(REQUIRED ACTION A): In the article on gene therapy for 'bubble boys,' reproduce the stretch from "Not many doctors" through "but to proceed.", changing "young children" to "infants".
(REQUIRED ACTION B): Shorten the paragraph that begins "SCID or 'bubble-boy disease'" in the gene therapy article, keeping its main facts.
(REQUIRED ACTION C): Write a continuation of the article on gene therapy for SCID, beginning after its last sentence.

(TEXT SEGMENT):
⁂

JANUARY 30, 2005
VOLUME 2 NO. 2
 

Gene therapy continued for 'bubble boys'
despite fears of cancer


Not many doctors would persist with a treatment that has so far given cancer to nearly 20% of the patients who've received it, especially when those patients are young children. But that's precisely what a team of British doctors are doing. When the disease being treated is as deadly as severe combined immunodeficiency (SCID), they argued in the December 18 edition of The Lancet, there's little choice but to proceed.

SCID or 'bubble-boy disease' is mercifully rare, affecting only one in 200,000 newborn boys. Because patients effectively have no functioning immune system, they must be isolated from all sources of infection, and their longterm prospects for survival have, until recently, been bleak without a risky bone marrow transplant procedure.

As a single-gene defect, however, SCID is amenable to gene therapy. Eleven boys with SCID were treated in Paris with gene therapy and were able to lead normal lives as a result. But this freedom was short lived for two of the children. Earlier this year, it was announced that they'd been diagnosed with leukemia. They're now in remission following chemotherapy.

PLAYING THE ODDS
The appearance of leukemia posed a dilemma to doctors at London's Institute of Child Health, led by Dr Hubert Gaspar, who were treating four boys using the same approach. They made the difficult decision to continue and have documented their success so far.

⁂

(DATA LISTING):
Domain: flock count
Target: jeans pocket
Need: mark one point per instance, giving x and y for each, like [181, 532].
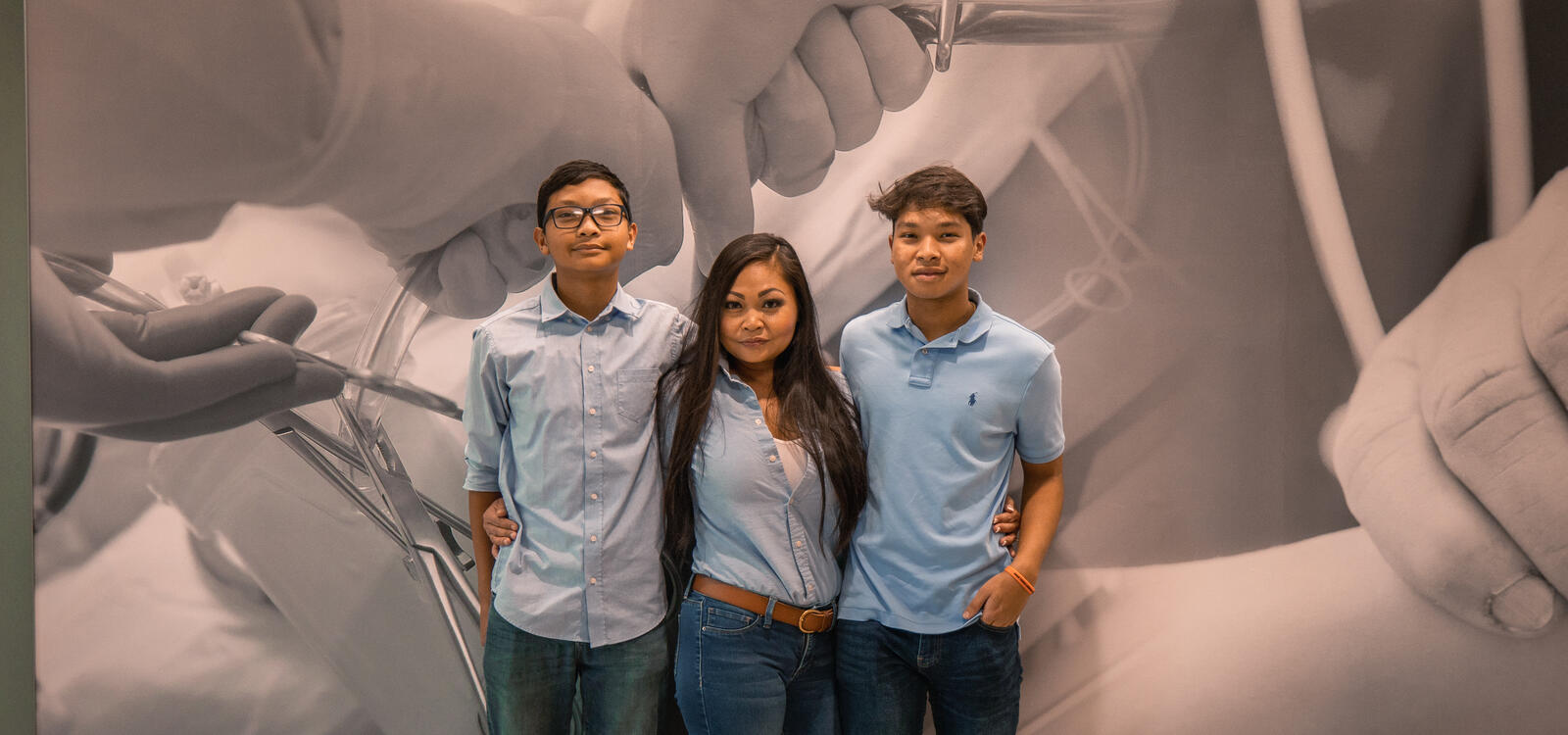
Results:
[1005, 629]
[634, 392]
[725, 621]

⁂

(TASK OUTPUT A):
Not many doctors would persist with a treatment that has so far given cancer to nearly 20% of the patients who've received it, especially when those patients are infants. But that's precisely what a team of British doctors are doing. When the disease being treated is as deadly as severe combined immunodeficiency (SCID), they argued in the December 18 edition of The Lancet, there's little choice but to proceed.

(TASK OUTPUT B): SCID, or "bubble-boy disease," is rare and affects one in 200,000 newborn boys. Patients have essentially no working immune system and must be isolated from all sources of infection. Until recently, their long-term survival prospects were bleak without a risky bone marrow transplant.

(TASK OUTPUT C):
The treatment has allowed all four children to emerge from their 'bubbles' and two no longer require any additional medication. None have developed cancer — so far. No one is more relieved than the Parisian researchers. Dr Marina Cavazzana-Calvo, of Paris' Necker Hospital, said: "The safety issue is always a concern, but we hope that it will be limited to only the two boys who have developed acute lymphoblastic leukemia so far. Unfortunately, we cannot know whether any of the other boys will develop a similar side effect."

An investigation of the Paris results showed that the implanted gene patch affected a nearby gene, and that the implanted gene was itself overactive, a common occurrence with viral delivery systems. The Parisian researchers said they're closer to understanding why the gene therapy caused leukemia, and are working on safer gene delivery methods.